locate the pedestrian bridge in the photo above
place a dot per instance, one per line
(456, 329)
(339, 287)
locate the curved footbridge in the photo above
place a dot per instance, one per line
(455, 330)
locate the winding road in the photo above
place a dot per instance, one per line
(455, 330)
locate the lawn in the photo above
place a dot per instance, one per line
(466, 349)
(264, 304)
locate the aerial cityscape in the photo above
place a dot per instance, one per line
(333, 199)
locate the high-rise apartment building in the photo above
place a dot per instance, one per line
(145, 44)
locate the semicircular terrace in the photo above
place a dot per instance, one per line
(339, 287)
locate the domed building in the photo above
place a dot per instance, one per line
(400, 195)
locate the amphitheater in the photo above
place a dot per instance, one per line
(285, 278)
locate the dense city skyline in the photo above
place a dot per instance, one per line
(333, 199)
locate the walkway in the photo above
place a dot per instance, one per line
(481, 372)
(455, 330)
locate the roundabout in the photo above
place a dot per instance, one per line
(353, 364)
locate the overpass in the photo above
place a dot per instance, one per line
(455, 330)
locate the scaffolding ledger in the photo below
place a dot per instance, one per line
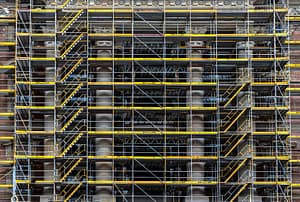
(140, 100)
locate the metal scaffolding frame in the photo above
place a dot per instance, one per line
(149, 100)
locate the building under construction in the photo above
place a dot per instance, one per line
(150, 100)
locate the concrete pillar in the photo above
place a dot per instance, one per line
(197, 73)
(196, 171)
(49, 74)
(194, 49)
(48, 122)
(47, 194)
(49, 98)
(242, 48)
(48, 171)
(196, 194)
(50, 48)
(104, 122)
(104, 171)
(103, 146)
(196, 122)
(196, 98)
(105, 52)
(103, 194)
(48, 147)
(196, 147)
(104, 74)
(104, 97)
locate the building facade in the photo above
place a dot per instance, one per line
(149, 100)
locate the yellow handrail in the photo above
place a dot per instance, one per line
(239, 192)
(71, 169)
(235, 94)
(65, 4)
(71, 119)
(71, 45)
(71, 144)
(72, 69)
(233, 172)
(231, 124)
(236, 144)
(72, 21)
(72, 94)
(73, 192)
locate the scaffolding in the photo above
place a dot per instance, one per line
(139, 100)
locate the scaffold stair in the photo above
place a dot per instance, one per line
(70, 68)
(235, 92)
(70, 145)
(69, 191)
(69, 166)
(239, 192)
(231, 119)
(69, 46)
(232, 168)
(69, 22)
(69, 92)
(232, 144)
(65, 4)
(74, 116)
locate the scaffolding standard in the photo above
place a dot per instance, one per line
(139, 100)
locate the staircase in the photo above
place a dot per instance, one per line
(70, 119)
(70, 142)
(231, 118)
(239, 192)
(67, 193)
(233, 92)
(69, 20)
(70, 67)
(69, 44)
(232, 143)
(232, 168)
(234, 192)
(69, 166)
(65, 4)
(69, 91)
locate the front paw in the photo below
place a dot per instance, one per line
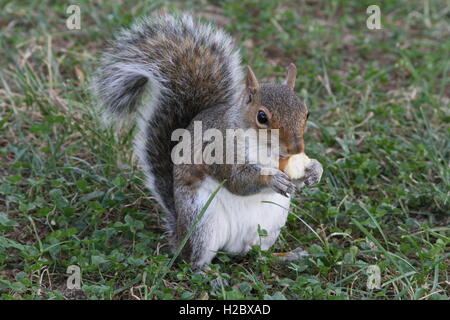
(313, 173)
(282, 184)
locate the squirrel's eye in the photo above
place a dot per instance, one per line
(262, 117)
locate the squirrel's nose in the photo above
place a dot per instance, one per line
(296, 146)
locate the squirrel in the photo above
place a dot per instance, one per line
(171, 71)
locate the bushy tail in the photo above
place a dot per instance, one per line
(190, 67)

Direction: Transcribe the material exactly, leaving every picture out.

Written answer:
locate the pedestrian bridge in the photo above
place a dot per instance, one per line
(456, 329)
(339, 287)
locate the curved footbridge in the photo above
place a dot per instance, one per line
(455, 330)
locate the winding road in the photo above
place a dot per instance, one per line
(455, 330)
locate the lawn in the photo above
place a dot per instance, one per line
(466, 349)
(264, 304)
locate the aerial cityscape in the photo above
place a dot per instance, one per line
(333, 199)
locate the high-rise apartment building in the photo above
place a dot per instance, one per line
(145, 44)
locate the semicircular terrace in the photo above
place a dot per instance, one per line
(339, 287)
locate the domed building in the photo above
place a dot per instance, one per line
(400, 195)
locate the amphitheater in the photo above
place a dot per instance, one per line
(285, 278)
locate the dense city skyline in the photo above
place a dot per instance, one per line
(333, 199)
locate the walkway in the photo above
place a dot per instance, one per line
(481, 372)
(455, 330)
locate the roundabout in the photo above
place a dot per instance, one per line
(353, 364)
locate the overpass in the photo above
place a dot per instance, one per line
(455, 330)
locate the scaffolding ledger in the photo below
place a dot per instance, one per line
(140, 100)
locate the metal scaffolding frame in the photo above
place a dot per instance, one per line
(149, 100)
locate the building under construction in the photo above
place a dot per instance, one per line
(150, 100)
locate the concrete pillar in the photo above
place a dot per instance, one per line
(197, 73)
(196, 171)
(49, 74)
(194, 49)
(48, 122)
(47, 194)
(49, 98)
(242, 48)
(48, 171)
(196, 194)
(50, 48)
(104, 122)
(104, 171)
(103, 146)
(196, 122)
(196, 98)
(105, 52)
(103, 194)
(48, 147)
(196, 147)
(104, 74)
(104, 97)
locate the building facade in the photo above
place a dot per instance, one per line
(149, 100)
locate the yellow handrail in the photo above
place a dot per instance, one per line
(239, 192)
(71, 169)
(235, 94)
(65, 4)
(71, 119)
(71, 45)
(71, 144)
(72, 69)
(233, 172)
(231, 124)
(236, 144)
(72, 21)
(72, 94)
(73, 192)
locate the scaffolding in the photo above
place a dot per instance, one per line
(139, 100)
locate the scaffold stair in the photo above
place a dot per instance, one per line
(70, 68)
(235, 92)
(70, 145)
(69, 191)
(69, 166)
(239, 192)
(231, 119)
(69, 46)
(232, 168)
(69, 22)
(69, 92)
(232, 144)
(65, 4)
(74, 116)
locate the scaffolding standard in the photo above
place a dot per instance, one per line
(139, 100)
locate the staircase in the photo above
place a dot per instance, one per line
(70, 119)
(70, 142)
(231, 118)
(239, 192)
(67, 193)
(233, 92)
(69, 20)
(70, 67)
(69, 44)
(232, 143)
(232, 168)
(234, 192)
(69, 166)
(65, 4)
(69, 91)
locate the front paw in the photo below
place a dot per instance, one per line
(313, 173)
(282, 184)
locate the squirrel's eye in the photo above
place a dot per instance, one per line
(262, 117)
locate the squirrel's nose in the photo above
place a dot per instance, one per line
(296, 146)
locate the squirrel in the photo above
place a dot per instance, one per line
(171, 71)
locate the bushy tail in the photo above
place a dot per instance, one per line
(190, 67)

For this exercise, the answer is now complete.